Data records:
————

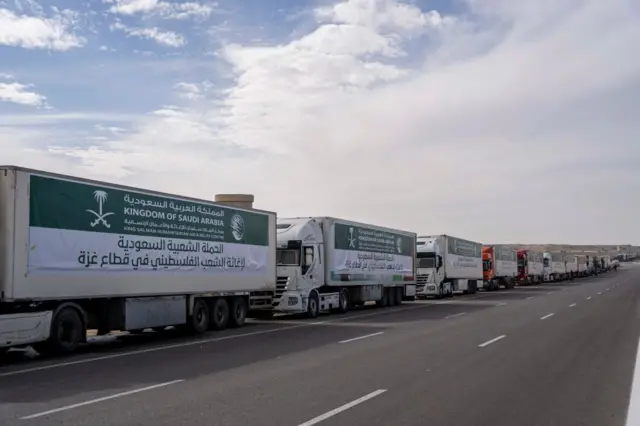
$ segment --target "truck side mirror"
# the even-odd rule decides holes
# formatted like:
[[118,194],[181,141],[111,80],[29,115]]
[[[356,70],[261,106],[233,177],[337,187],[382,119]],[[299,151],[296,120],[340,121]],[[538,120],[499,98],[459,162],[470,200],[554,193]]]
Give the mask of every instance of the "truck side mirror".
[[440,268],[442,266],[442,256],[438,255],[438,257],[436,258],[436,269]]

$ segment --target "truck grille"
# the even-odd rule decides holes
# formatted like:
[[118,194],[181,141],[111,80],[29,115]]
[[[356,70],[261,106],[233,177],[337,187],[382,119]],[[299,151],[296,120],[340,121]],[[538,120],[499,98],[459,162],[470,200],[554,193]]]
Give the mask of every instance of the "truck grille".
[[429,274],[417,275],[416,276],[416,292],[420,293],[424,291],[424,288],[427,285],[427,281],[429,281]]
[[289,277],[276,278],[276,297],[274,302],[280,301],[280,298],[282,297],[282,293],[287,291],[288,285],[289,285]]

————

WORK TO BE COMPLETED: Write out each record exactly as shown, but not its pictures.

THE ANSWER:
$ segment --target "truck side mirror"
# the even-odd rule decides holes
# formatted like:
[[118,194],[181,141],[111,80],[29,115]]
[[[356,70],[261,106],[233,177],[337,187],[382,119]],[[299,151],[296,120],[340,121]],[[538,120],[499,98],[459,162],[470,200],[554,193]]]
Give the mask of every instance of the "truck side mirror".
[[440,268],[442,266],[442,256],[438,255],[438,257],[436,258],[436,269]]

$ segment --target "truck grille"
# the even-odd rule decides holes
# formatted like:
[[118,194],[181,141],[111,80],[29,115]]
[[[356,70],[261,106],[233,177],[337,187],[382,119]],[[299,151],[296,120],[340,121]],[[538,120],[499,98],[459,162],[470,200],[554,193]]]
Give the mask of every instance of the "truck grille".
[[429,274],[417,275],[416,276],[416,292],[420,293],[424,291],[424,288],[427,285],[427,281],[429,281]]
[[289,277],[276,278],[276,297],[274,302],[280,301],[280,298],[282,297],[282,293],[287,291],[288,285],[289,285]]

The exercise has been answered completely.